__Problems and tasks__:
[a] According to the abstract on CRP and LDL-C, how many patients did the study population involve?
[b] For each statement below, say whether it agrees with the abstract on CRP and LDL-C. Answer yes or no and quote the words of the abstract that decide it. (i) The PROVE IT-TIMI 22 study was performed between November 2000 and February 2004. (ii) The effect of lowering CRP on the clinical outcomes of statin therapy had been investigated before. (iii) Patients whose LDL-C fell below 70 mg/dL on statin therapy had higher event rates than those with higher levels.
[c] Reproduce the part of the abstract on CRP and LDL-C between "Statins lower the" and "acute coronary syndromes.", inclusive.

== Extract provided

Abstract & Commentary
Synopsis: The CRP and the LDL-C are independent predictors of cardiovascular risk.
Source: Ridker PM, et al. N Engl J Med. 2005;352:20-28.
Statins lower the levels of C-reactive protein (CRP) as well as the levels of LDL cholesterol (LDL-C). Whether lowering the CRP affects the clinical outcomes of statin therapy has not previously been investigated.
The study population was derived from the Pravastatin or Atorvastatin Evaluation and Infection Therapy-Thrombosis in Myocardial Infarction 22 study (PROVE IT-TIMI 22), performed between November 2000 and February 2004; it involved 4162 patients who had been hospitalized in the preceding 10 days with acute coronary syndromes.
In this study, patients in whom statin therapy resulted in LDL-C levels of less than 70 mg/dL had lower event rates than those with higher levels (2.7 vs 4.0 event per 100 person years; P = 0.008). However, virtually an identical difference was observed between those who had CRP levels less than 2 mg/L after statin therapy and those who had higher levels (2.8 vs 3.9 events per 100 person-years; P = 0.006), an effect present in all levels of LDL-C achieved.

====
== Given entries

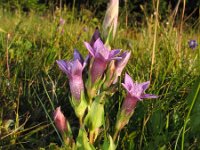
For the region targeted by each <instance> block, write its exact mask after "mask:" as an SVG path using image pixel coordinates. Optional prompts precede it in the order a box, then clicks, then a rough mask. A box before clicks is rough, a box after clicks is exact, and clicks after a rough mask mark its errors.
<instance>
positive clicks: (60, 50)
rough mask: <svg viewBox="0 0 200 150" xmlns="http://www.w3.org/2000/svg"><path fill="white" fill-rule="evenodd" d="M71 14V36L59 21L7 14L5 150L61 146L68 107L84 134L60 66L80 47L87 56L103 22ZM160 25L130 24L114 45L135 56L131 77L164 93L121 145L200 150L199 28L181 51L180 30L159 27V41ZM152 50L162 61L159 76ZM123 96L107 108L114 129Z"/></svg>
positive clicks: (3, 46) (136, 120)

====

__Expected outputs__:
[a] 4162 patients

[b]
(i) Yes: "performed between November 2000 and February 2004"
(ii) No: "has not previously been investigated"
(iii) No: "had lower event rates than those with higher levels"

[c]
Statins lower the levels of C-reactive protein (CRP) as well as the levels of LDL cholesterol (LDL-C). Whether lowering the CRP affects the clinical outcomes of statin therapy has not previously been investigated.
The study population was derived from the Pravastatin or Atorvastatin Evaluation and Infection Therapy-Thrombosis in Myocardial Infarction 22 study (PROVE IT-TIMI 22), performed between November 2000 and February 2004; it involved 4162 patients who had been hospitalized in the preceding 10 days with acute coronary syndromes.